» TASK STATEMENT
Search the data for the word "railing". Reproduce every line where it is found.

_ _ _

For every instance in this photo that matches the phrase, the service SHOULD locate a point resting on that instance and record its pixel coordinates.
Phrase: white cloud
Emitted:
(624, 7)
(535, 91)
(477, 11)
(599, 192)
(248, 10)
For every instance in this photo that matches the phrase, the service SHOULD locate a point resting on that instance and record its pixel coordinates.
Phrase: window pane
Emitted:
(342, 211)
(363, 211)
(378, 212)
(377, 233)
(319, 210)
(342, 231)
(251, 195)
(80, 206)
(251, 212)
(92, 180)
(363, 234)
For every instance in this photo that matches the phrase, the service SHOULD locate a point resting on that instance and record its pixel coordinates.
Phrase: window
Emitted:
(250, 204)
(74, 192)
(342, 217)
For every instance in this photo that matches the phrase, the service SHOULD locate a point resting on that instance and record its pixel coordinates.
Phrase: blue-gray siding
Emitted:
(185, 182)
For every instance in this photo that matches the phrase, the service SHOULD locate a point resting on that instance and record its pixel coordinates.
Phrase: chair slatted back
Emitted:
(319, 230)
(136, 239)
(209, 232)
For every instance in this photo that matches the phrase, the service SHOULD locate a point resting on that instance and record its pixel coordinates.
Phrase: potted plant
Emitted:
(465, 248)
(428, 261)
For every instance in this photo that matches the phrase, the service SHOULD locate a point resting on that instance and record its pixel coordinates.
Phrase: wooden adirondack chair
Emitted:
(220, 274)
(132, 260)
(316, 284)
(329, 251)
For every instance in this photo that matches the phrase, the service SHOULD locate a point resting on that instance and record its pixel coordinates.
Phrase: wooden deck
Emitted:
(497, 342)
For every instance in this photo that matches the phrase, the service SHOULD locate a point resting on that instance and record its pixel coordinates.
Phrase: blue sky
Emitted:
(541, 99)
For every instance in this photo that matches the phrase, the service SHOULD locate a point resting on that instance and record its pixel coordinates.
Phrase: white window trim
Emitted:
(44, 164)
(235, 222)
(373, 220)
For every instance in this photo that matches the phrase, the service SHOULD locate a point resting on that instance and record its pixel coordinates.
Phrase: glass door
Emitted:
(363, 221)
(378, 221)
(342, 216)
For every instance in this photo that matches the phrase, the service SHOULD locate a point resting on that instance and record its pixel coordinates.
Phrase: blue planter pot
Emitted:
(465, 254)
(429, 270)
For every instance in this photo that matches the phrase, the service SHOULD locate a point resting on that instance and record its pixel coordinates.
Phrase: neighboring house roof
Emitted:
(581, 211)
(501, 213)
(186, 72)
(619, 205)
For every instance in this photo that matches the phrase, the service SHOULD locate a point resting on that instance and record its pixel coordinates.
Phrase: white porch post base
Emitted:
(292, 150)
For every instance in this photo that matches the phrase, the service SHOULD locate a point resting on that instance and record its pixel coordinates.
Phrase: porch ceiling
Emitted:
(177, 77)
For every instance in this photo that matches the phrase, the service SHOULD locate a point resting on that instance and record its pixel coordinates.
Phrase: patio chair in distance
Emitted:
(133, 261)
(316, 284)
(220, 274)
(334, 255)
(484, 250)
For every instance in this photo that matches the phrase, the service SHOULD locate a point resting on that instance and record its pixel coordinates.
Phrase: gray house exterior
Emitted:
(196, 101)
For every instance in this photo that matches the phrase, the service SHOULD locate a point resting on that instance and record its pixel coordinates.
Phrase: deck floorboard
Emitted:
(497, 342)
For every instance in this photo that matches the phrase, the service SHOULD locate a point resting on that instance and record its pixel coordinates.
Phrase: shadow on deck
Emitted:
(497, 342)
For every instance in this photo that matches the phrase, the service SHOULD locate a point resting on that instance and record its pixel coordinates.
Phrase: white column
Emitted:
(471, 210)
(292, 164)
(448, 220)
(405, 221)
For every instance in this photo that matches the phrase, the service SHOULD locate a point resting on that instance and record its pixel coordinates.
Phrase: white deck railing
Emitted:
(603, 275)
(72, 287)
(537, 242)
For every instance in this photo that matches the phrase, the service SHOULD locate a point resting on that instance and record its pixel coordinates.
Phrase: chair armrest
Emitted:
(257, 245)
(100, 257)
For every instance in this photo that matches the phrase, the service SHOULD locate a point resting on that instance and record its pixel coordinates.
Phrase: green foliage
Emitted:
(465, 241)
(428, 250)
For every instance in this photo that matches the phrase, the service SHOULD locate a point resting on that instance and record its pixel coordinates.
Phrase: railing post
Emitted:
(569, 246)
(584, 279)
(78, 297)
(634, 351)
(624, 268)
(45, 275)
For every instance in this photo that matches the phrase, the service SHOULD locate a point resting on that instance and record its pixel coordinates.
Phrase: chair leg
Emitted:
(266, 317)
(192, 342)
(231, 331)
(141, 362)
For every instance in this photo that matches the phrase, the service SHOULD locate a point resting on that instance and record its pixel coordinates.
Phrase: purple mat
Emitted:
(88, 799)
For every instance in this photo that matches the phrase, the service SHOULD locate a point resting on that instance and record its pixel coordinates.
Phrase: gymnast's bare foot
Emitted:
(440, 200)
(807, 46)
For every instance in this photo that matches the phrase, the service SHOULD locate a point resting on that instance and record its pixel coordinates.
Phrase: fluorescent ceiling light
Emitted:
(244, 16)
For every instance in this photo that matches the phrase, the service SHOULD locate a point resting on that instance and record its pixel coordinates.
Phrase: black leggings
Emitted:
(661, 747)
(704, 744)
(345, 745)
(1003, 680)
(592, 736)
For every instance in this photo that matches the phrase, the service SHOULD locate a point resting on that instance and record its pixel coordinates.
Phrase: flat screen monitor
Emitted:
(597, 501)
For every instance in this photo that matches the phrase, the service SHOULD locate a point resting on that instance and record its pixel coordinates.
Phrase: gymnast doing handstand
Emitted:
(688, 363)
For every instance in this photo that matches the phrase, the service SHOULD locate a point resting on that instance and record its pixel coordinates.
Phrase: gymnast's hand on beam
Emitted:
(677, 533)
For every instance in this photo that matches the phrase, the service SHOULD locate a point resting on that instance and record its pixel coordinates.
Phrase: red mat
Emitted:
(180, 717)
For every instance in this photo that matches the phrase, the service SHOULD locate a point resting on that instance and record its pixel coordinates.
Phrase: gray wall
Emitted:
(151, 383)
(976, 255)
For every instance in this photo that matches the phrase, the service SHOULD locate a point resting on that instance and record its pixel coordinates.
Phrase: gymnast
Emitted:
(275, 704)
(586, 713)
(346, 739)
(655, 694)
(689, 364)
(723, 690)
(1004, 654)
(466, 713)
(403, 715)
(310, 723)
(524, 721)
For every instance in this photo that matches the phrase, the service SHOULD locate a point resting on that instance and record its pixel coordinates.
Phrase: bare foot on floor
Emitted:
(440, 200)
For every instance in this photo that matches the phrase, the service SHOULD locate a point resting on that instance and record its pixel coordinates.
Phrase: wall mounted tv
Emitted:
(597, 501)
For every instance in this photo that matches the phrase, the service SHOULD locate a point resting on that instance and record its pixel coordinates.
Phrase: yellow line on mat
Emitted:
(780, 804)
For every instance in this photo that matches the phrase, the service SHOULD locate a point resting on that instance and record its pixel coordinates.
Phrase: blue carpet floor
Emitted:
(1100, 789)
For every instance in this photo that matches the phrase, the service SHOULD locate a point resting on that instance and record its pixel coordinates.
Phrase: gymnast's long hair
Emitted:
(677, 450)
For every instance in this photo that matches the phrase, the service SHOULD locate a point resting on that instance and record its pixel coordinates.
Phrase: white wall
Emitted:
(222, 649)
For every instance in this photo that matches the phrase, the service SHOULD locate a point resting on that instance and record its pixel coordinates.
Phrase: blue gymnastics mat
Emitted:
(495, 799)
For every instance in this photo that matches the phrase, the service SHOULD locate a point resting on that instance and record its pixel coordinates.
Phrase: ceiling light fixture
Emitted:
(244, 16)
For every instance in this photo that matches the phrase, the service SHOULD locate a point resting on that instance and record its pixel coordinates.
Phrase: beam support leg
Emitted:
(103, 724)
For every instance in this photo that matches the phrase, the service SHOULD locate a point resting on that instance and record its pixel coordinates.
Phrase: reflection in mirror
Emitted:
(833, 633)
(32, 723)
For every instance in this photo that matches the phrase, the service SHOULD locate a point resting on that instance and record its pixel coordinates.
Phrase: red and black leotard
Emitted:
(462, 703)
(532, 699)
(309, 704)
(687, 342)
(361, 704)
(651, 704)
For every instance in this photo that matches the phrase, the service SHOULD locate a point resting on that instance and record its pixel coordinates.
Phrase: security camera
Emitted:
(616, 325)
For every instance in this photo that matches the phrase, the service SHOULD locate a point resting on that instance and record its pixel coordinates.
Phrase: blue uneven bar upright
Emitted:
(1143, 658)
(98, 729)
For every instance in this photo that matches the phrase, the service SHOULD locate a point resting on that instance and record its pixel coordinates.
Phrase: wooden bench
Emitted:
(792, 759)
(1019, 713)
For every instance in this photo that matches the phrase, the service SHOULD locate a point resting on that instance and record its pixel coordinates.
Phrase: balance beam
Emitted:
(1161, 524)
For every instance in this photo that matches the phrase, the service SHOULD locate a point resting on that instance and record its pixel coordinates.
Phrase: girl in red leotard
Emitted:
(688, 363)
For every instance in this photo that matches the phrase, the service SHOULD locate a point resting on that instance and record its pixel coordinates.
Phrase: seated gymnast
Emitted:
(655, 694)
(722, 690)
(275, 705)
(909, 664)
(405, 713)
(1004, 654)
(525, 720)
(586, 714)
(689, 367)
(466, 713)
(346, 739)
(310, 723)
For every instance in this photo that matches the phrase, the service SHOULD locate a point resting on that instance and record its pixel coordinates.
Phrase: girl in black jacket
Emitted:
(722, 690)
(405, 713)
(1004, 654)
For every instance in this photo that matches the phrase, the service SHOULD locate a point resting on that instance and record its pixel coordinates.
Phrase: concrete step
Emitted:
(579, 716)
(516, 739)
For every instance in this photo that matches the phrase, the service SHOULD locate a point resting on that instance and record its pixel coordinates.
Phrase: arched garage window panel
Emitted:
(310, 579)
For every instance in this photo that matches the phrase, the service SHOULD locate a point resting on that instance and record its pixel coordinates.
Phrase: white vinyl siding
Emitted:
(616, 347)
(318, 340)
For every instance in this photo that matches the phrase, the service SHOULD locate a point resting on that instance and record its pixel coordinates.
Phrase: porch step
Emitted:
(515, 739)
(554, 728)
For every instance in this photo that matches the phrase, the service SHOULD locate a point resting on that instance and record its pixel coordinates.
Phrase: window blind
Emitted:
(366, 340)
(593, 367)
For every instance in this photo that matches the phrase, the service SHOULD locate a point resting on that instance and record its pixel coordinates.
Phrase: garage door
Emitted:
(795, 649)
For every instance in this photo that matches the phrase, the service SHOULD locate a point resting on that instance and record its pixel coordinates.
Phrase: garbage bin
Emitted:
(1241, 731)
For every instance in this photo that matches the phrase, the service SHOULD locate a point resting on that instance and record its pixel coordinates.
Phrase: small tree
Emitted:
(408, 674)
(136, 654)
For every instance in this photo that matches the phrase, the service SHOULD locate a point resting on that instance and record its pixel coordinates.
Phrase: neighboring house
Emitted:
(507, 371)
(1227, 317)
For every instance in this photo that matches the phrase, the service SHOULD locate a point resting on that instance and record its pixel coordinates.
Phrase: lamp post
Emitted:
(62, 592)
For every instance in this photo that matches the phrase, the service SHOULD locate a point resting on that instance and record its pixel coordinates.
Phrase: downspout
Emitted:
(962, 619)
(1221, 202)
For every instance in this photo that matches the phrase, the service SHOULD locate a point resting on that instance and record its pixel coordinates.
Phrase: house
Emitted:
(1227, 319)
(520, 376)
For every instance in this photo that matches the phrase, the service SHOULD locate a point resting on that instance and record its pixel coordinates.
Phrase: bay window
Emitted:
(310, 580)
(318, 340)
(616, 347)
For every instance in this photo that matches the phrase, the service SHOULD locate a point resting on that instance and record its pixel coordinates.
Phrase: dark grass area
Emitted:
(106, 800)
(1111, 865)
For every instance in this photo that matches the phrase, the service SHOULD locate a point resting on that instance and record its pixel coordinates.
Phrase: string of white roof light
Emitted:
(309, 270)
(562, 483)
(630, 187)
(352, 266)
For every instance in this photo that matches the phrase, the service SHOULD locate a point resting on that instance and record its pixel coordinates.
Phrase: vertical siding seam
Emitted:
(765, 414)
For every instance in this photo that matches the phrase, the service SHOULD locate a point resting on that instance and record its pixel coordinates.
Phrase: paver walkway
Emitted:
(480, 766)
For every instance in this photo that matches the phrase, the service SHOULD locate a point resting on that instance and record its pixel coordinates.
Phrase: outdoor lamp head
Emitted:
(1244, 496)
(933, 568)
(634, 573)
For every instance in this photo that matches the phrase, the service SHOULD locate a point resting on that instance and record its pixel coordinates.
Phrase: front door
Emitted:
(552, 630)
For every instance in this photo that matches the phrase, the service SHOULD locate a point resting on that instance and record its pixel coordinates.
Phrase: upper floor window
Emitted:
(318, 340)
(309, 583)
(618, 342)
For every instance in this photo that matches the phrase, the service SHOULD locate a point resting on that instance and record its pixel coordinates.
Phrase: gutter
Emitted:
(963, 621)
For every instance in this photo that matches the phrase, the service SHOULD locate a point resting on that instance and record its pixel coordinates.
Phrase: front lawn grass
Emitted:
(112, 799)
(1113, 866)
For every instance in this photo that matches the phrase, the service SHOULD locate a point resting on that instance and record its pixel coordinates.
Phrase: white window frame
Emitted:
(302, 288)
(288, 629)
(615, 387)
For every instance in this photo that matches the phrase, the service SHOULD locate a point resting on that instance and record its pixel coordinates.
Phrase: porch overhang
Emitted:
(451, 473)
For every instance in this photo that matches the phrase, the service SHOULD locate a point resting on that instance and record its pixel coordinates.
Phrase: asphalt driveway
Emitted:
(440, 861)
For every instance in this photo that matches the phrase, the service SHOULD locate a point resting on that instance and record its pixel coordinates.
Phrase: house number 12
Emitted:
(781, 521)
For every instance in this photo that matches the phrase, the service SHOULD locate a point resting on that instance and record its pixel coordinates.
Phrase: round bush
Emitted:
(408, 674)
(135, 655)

_ _ _

» OUTPUT
Phrase: white deck railing
Phrase: railing post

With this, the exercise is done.